Challenge.
Reproduce each row below verbatim, leaving out the pictures.

Image segmentation entries
_ _ _ _ _
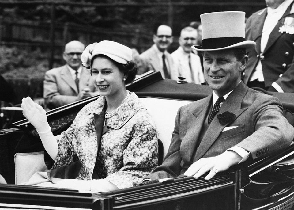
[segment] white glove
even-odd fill
[[[107,192],[118,189],[116,185],[103,179],[91,180],[66,179],[58,181],[53,186],[94,192]]]
[[[55,160],[57,156],[58,145],[47,121],[46,111],[29,97],[24,98],[21,101],[21,106],[23,114],[37,129],[44,148],[51,158]]]
[[[37,129],[38,133],[43,133],[50,129],[47,121],[46,111],[43,108],[34,102],[29,97],[24,98],[21,106],[22,108],[22,114]]]

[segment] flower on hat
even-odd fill
[[[81,56],[82,64],[87,68],[90,68],[91,65],[91,56],[94,47],[97,44],[97,42],[89,44],[86,47]]]
[[[232,121],[236,116],[233,113],[226,111],[222,114],[218,114],[217,117],[221,125],[224,125]]]

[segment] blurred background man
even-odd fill
[[[63,58],[66,64],[47,71],[44,81],[44,97],[47,107],[54,109],[98,94],[91,82],[90,71],[81,65],[85,46],[78,41],[65,45]]]
[[[167,49],[172,42],[172,29],[161,25],[153,35],[154,44],[140,55],[141,58],[151,66],[152,69],[160,71],[164,78],[176,80],[172,58]],[[142,72],[142,73],[144,72]]]
[[[267,7],[246,22],[246,40],[256,46],[248,54],[243,81],[250,87],[294,92],[293,1],[265,1]]]
[[[191,46],[197,44],[197,30],[192,27],[184,28],[179,39],[180,46],[171,54],[179,76],[188,82],[205,83],[200,58],[192,52]]]

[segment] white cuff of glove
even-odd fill
[[[58,145],[48,123],[46,122],[46,124],[36,128],[37,132],[47,153],[52,160],[55,160],[58,152]]]

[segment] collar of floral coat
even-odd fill
[[[139,98],[134,93],[128,91],[130,96],[116,114],[110,119],[107,125],[114,129],[119,129],[131,118],[141,109],[146,109]],[[105,104],[105,97],[102,96],[93,102],[93,108],[89,110],[88,114],[100,114]]]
_ _ _ _ _
Complete answer.
[segment] white glove
even-odd fill
[[[107,192],[118,189],[116,185],[103,179],[91,180],[66,179],[58,181],[53,186],[94,192]]]
[[[55,160],[57,156],[58,145],[47,121],[46,111],[29,97],[24,98],[21,101],[21,106],[23,114],[37,129],[44,148],[51,158]]]
[[[37,129],[38,133],[43,133],[50,129],[47,121],[46,111],[43,108],[34,102],[29,97],[24,98],[21,106],[22,108],[22,114]]]

[segment] flower on hat
even-odd fill
[[[81,56],[82,64],[87,68],[90,68],[91,65],[91,56],[94,47],[97,44],[97,42],[89,44],[86,47]]]
[[[232,121],[236,116],[233,113],[226,111],[222,114],[218,114],[217,117],[221,125],[224,125]]]

[segment] blurred background man
even-odd fill
[[[63,58],[66,64],[47,71],[44,81],[44,97],[47,107],[54,109],[98,94],[91,82],[90,71],[81,65],[85,46],[78,41],[65,45]]]
[[[167,49],[172,42],[172,29],[161,25],[153,35],[154,44],[140,55],[141,58],[151,66],[152,69],[160,71],[164,78],[176,80],[172,58]],[[142,72],[142,73],[144,72]]]
[[[267,7],[246,22],[246,40],[256,46],[248,54],[243,81],[250,87],[294,92],[293,1],[265,1]]]
[[[191,46],[197,44],[197,30],[192,27],[184,28],[179,39],[180,46],[171,54],[179,76],[188,82],[205,83],[200,58],[192,52]]]

[segment] white cuff of glove
even-odd fill
[[[58,145],[48,123],[46,122],[46,124],[36,128],[37,132],[47,153],[52,160],[55,160],[58,152]]]

[segment] collar of floral coat
even-odd fill
[[[139,98],[134,93],[128,91],[130,96],[116,114],[110,119],[107,125],[114,129],[119,129],[131,118],[141,109],[146,109]],[[105,104],[105,97],[102,96],[93,102],[93,108],[89,110],[88,114],[100,114]]]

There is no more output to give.